Requests:
1 > Answer the following about the augur merge thread:
(a) Which command does the improved workaround use in place of cat?
(b) Why does that command list b.fasta before a.fasta?
(c) What error message does the thread give for the run that supplies c.fasta as a sequence input?
2 > Resume the augur merge thread from its last line, in the same voice and format.

Open tsibley opened 2 months ago
Assigning to @victorlin per planning doc commentary.
The proposed workaround:
augur merge --metadata a=a.tsv b=b.csv --output-metadata c.tsv
cat a.fasta b.fasta > all.fasta
augur filter --metadata c.tsv --sequences all.fasta --output-sequences c.fasta
does not work in the case of an entry existing in both a
and b
. augur merge
will de-duplicate while cat
keeps both entries, so augur filter
would not properly handle (and should error on) the duplicates in all.fasta
.
A proper workaround would be using seqkit rmdup
in place of cat
:
augur merge --metadata a=a.tsv b=b.csv --output-metadata c.tsv
seqkit rmdup b.fasta a.fasta > c.fasta
augur filter --metadata c.tsv --sequences c.fasta --output-metadata merged.tsv --output-sequences merged.fasta
noting that the order of b.fasta a.fasta
is necessary to keep consistent with augur merge
behavior of coalescing right-to-left. The purpose of augur filter
is then to remove any entries present in sequences that are missing from metadata (and vice versa).
The workaround is still not great since the metadata and sequence files are loosely coupled. augur merge
could more tightly couple this by requiring the NAME=FILE
input format. Take these hypothetical user errors and warnings as an example:
augur merge \
--metadata a=a.tsv b=b.csv \
--sequences b=b.fasta a=a.fasta \
--output-metadata merged.tsv \
--output-sequences merged.fasta
# ERROR: Order of inputs differs between metadata (a,b) and sequences (b,a).
# Please update one to match the other, noting that when an entry is in multiple
# inputs, only the entry in the last input will be kept.
augur merge \
--metadata a=a.tsv b=b.csv \
--sequences a=a.fasta b=b.fasta c=c.fasta \
--output-metadata merged.tsv \
--output-sequences merged.fasta
# ERROR: Sequence file (c.fasta) does not have a corresponding metadata file.
augur merge \
--metadata a=a.tsv b=b.csv \
--sequences a=a.fasta b=b.fasta \
--output-metadata c.tsv
--output-sequences c.fasta
# WARNING: Sequence `XXX` in a.tsv is missing from a.fasta. It will not be present in any output.
# WARNING: Sequence `YYY` in b.fasta is missing from b.csv. It will not be present in any output.
Hmm. I'm not sure about these example errors. I know the original thinking was to pair metadata and sequences via the names given, but upon further reflection, I'm not sure we should require it.
# ERROR: Order of inputs differs between metadata (a,b) and sequences (b,a). # Please update one to match the other, noting that when an entry is in multiple # inputs, only the entry in the last input will be kept.

Data:
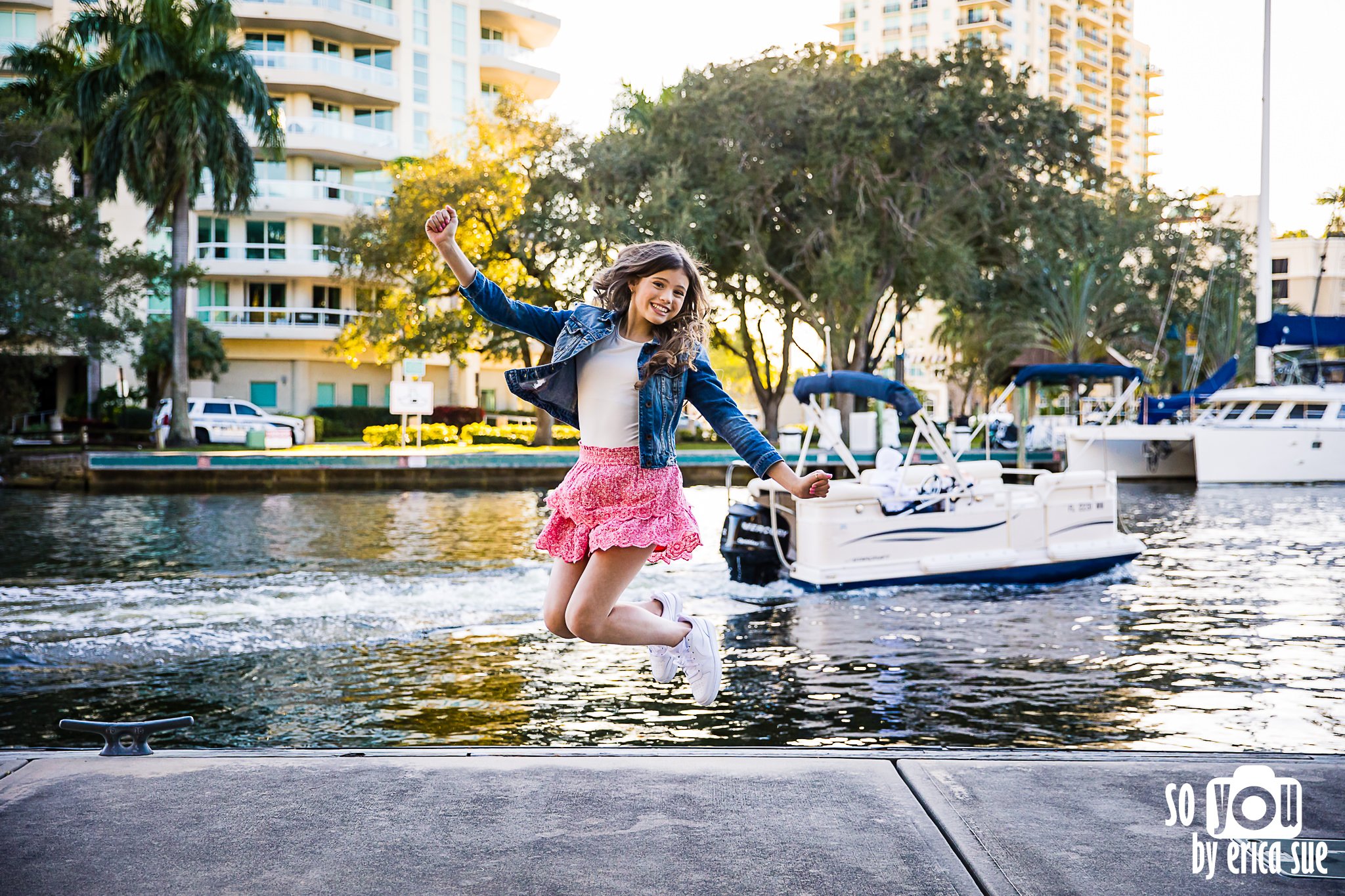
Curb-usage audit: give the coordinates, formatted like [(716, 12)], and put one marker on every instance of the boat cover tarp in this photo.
[(1156, 409), (1059, 373), (1298, 330), (856, 383)]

Results for each task:
1 >
(a) seqkit rmdup
(b) To stay consistent with the augur merge behavior of coalescing right-to-left.
(c) "ERROR: Sequence file (c.fasta) does not have a corresponding metadata file."

2 >
Why require a matched order? That seems unfriendly to me, like asking the user to do unnecessary tedium for the computer's sake. I'd think to either
a. require named sequence inputs and make the order of --metadata
be the authoritative one regardless of order in --sequences
, or
b. don't require named sequence inputs and make the order of --sequences
be the order to merge sequences, regardless of the order of --metadata
. Names, if given, would allow for stricter warnings/validation of the metadata matching sequences.
Of the two, (b) would be better, I think.
If (a) and we want to support invocations without --metadata
(i.e. --sequences
only), then the order given to --sequences
can matter in that specific case. For (b), this isn't an issue.
# ERROR: Sequence file (c.fasta) does not have a corresponding metadata file.
It seems to me to be reasonable/likely to have two or more paired metadata/sequence files, plus an extra file or two of sequences (e.g. corrected sequences) that don't have or need their own separate metadata. With strictly named pairs of metadata/sequence files, that wouldn't be possible and a stub metadata file would have to be fabricated for the sequences to avoid this error.
# WARNING: Sequence `XXX` in a.tsv is missing from a.fasta. It will not be present in any output. # WARNING: Sequence `YYY` in b.fasta is missing from b.csv. It will not be present in any output.
These warnings seem good to me in general, but may need tweaking if behaviour (a) or (b) above is chosen instead.
Before debating requirement of a matched order we should first settle on whether to require named sequence inputs.
The only way to have these warnings
# WARNING: Sequence `XXX` in a.tsv is missing from a.fasta. It will not be present in any output.
# WARNING: Sequence `YYY` in b.fasta is missing from b.csv. It will not be present in any output.
is if the different inputs could be paired together (e.g. via named sequence inputs). Without this pairing, there is not much benefit to allowing --metadata
and --sequences
in the same command. I think at that point, it would be more clear if separate commands are used to signify that no pairing/validation is happening:
augur merge --metadata a=a.tsv b=b.csv --output-metadata c.tsv
augur merge --sequences b.fasta a.fasta --output-sequences c.fasta
How about (c) require named sequence inputs when used with metadata? I'll provide an example below.
It seems to me to be reasonable/likely to have two or more paired metadata/sequence files, plus an extra file or two of sequences (e.g. corrected sequences) that don't have or need their own separate metadata.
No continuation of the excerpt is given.